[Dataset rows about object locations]

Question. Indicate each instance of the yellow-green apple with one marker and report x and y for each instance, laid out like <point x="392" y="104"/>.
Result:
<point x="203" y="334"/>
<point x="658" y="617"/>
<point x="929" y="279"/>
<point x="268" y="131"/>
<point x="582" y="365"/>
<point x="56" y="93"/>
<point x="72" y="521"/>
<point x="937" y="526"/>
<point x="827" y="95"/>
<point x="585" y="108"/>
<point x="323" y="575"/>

→ **Short exercise**
Write out these rows again, switching "yellow-green apple" to "red apple" and leaving all else unchanged.

→ **Answer to this problem**
Question. Indicate each instance of the red apple with one marker and report x and y for each instance, laid out like <point x="392" y="104"/>.
Result:
<point x="203" y="334"/>
<point x="658" y="617"/>
<point x="929" y="279"/>
<point x="268" y="131"/>
<point x="582" y="365"/>
<point x="56" y="93"/>
<point x="72" y="521"/>
<point x="937" y="526"/>
<point x="827" y="95"/>
<point x="585" y="108"/>
<point x="323" y="575"/>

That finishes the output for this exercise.